Provided records>
======

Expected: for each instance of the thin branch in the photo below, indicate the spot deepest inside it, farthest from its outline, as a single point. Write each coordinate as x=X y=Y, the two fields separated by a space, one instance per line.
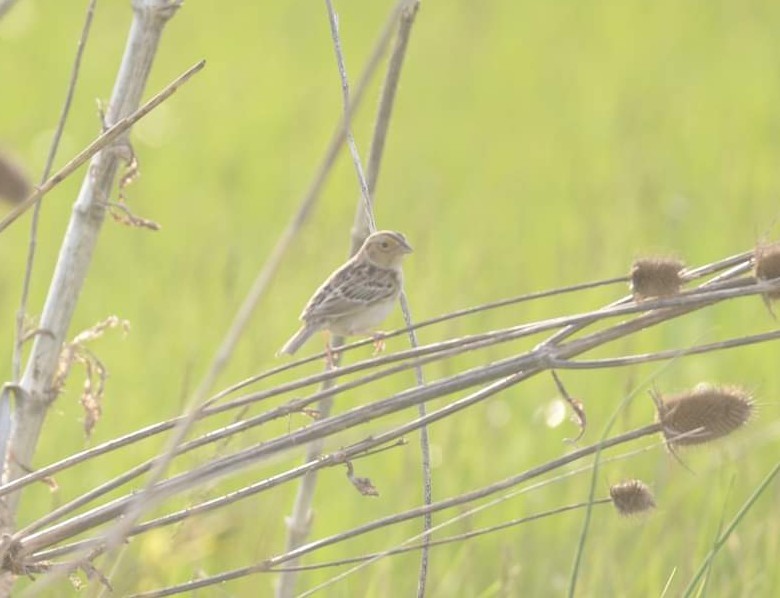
x=724 y=536
x=16 y=359
x=400 y=517
x=103 y=140
x=55 y=143
x=441 y=541
x=453 y=348
x=299 y=521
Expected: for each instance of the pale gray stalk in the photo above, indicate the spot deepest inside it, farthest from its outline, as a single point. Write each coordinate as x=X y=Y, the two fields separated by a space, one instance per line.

======

What to produce>
Copy the entries above faithfully and omit every image.

Exercise result>
Expected: for each instance of the thin branch in the photo below, indicate the spot deepest inside it, farthest from its outline, as a single point. Write each coordinate as x=X y=Y, the two fields separated by a space, one instance per line.
x=724 y=536
x=16 y=359
x=400 y=517
x=103 y=140
x=55 y=143
x=441 y=541
x=453 y=348
x=299 y=521
Expected: for each instance of the pale gray stalk in the photo above, indicate the spot deepest inside it, farthest from its outline, as a single point. Write each coordinate as x=X y=Y, the two fields separated by a space, one instance per line.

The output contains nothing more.